#### Exercise instructions
Please write out again every line of the material, starting with the line containing "Player-tracking tagging: indicate the man" and going on through the end of the material, and multiply each answer coordinate by 1.55, rounding to a whole number with halves rounded up. Keep all other numbers unchanged, and leave out the pictures.

#### Exercise materials
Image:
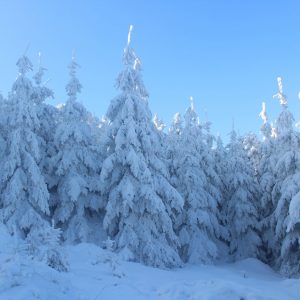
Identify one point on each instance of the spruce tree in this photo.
(241, 206)
(141, 202)
(75, 168)
(24, 193)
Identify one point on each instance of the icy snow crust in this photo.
(95, 273)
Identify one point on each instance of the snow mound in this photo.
(99, 274)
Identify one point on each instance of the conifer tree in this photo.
(285, 193)
(241, 206)
(75, 167)
(24, 192)
(141, 203)
(199, 228)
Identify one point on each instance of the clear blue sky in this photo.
(226, 54)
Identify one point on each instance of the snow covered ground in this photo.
(97, 274)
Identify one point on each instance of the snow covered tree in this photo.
(286, 191)
(141, 203)
(75, 168)
(241, 205)
(195, 180)
(24, 193)
(48, 117)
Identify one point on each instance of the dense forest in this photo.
(159, 196)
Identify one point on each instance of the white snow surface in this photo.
(95, 273)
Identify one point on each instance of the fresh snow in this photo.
(95, 273)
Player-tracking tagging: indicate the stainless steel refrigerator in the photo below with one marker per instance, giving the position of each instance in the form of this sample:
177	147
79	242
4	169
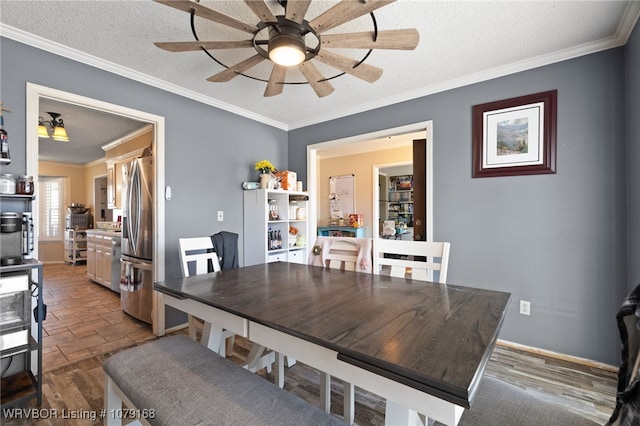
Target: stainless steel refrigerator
136	261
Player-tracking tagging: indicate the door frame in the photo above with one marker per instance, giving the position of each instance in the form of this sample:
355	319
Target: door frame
35	92
313	184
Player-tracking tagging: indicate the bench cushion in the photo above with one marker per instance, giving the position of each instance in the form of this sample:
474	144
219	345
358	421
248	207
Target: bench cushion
187	384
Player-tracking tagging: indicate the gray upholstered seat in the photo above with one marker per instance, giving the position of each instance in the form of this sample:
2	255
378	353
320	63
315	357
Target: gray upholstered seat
187	384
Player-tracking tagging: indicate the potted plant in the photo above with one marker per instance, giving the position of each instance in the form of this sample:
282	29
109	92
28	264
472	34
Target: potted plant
265	168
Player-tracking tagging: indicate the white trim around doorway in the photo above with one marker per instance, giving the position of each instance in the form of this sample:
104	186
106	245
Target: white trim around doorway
338	144
33	95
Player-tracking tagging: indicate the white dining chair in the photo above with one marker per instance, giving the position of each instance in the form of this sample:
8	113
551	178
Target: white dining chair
417	260
197	256
412	259
343	254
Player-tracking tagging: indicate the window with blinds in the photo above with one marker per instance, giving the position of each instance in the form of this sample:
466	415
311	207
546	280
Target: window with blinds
51	215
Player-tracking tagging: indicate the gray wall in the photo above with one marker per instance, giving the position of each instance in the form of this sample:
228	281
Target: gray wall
209	152
633	157
556	240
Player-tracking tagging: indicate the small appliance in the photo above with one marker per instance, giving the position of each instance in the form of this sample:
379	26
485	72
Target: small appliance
10	238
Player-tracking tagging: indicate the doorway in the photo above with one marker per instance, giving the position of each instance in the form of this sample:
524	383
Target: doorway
36	92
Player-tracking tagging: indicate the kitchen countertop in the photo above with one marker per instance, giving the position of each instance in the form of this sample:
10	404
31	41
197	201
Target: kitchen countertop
107	232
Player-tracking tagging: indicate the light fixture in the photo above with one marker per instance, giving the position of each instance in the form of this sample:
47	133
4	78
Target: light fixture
55	128
286	46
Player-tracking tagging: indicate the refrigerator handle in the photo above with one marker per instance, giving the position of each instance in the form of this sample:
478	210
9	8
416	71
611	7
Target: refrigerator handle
132	211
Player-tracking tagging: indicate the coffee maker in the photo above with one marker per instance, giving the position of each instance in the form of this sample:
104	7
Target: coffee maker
10	238
16	237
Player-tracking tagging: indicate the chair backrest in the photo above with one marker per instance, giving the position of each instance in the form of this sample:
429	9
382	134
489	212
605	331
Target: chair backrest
343	254
198	251
411	258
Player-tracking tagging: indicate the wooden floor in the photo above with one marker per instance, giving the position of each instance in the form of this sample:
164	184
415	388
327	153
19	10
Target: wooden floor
85	325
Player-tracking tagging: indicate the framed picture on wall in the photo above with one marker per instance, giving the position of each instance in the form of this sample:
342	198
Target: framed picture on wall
515	136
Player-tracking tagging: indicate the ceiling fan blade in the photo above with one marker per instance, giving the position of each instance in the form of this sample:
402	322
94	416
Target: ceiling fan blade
189	46
345	11
261	10
233	71
406	39
207	13
315	78
296	9
276	80
363	71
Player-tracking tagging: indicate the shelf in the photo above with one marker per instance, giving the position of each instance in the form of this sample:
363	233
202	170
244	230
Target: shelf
25	385
258	228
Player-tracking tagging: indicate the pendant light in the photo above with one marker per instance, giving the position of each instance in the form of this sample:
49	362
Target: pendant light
55	128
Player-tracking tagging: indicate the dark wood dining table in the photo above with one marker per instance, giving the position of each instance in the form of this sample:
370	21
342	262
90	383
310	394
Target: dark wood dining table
421	345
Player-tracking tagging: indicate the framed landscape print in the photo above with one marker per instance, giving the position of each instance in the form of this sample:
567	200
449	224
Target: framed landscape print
515	136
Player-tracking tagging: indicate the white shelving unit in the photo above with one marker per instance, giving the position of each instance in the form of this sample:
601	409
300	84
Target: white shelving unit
258	223
75	245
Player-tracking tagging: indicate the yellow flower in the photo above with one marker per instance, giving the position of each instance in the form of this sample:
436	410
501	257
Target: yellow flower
265	166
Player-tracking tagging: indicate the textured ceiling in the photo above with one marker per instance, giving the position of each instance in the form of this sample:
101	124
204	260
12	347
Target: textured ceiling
88	131
460	43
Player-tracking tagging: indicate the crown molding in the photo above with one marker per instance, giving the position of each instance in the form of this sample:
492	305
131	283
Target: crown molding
78	56
625	28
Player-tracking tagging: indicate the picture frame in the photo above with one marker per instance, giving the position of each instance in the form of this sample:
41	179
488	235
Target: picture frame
515	136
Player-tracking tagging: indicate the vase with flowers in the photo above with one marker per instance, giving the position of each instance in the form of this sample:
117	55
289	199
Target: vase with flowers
265	168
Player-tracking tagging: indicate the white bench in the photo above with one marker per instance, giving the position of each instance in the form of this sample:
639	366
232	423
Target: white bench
176	381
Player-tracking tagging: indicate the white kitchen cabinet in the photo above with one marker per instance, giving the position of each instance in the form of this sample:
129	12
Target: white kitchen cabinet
103	258
75	245
261	223
91	255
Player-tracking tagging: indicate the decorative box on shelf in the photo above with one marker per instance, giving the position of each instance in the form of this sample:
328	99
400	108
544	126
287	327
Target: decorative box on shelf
287	180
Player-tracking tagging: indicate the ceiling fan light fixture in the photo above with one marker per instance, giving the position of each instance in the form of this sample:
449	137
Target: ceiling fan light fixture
60	134
54	128
287	49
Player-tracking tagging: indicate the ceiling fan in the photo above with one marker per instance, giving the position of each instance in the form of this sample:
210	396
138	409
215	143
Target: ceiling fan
290	40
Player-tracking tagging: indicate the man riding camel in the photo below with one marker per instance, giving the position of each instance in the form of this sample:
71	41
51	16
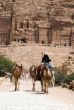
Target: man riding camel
46	61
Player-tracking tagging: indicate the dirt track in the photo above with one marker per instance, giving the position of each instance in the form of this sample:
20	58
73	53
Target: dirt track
62	95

#### Task response
Player-tracking tagging: indicate the man riding camel in the photo below with one marker per instance, giving the position of each instance in the form of this sample:
71	41
51	16
Target: man riding camel
71	95
Player-tracking tagging: indicate the dirt track in the photo above with one marker per instance, giving the position of each instance in the form of this sample:
20	58
73	53
Target: dirt track
96	147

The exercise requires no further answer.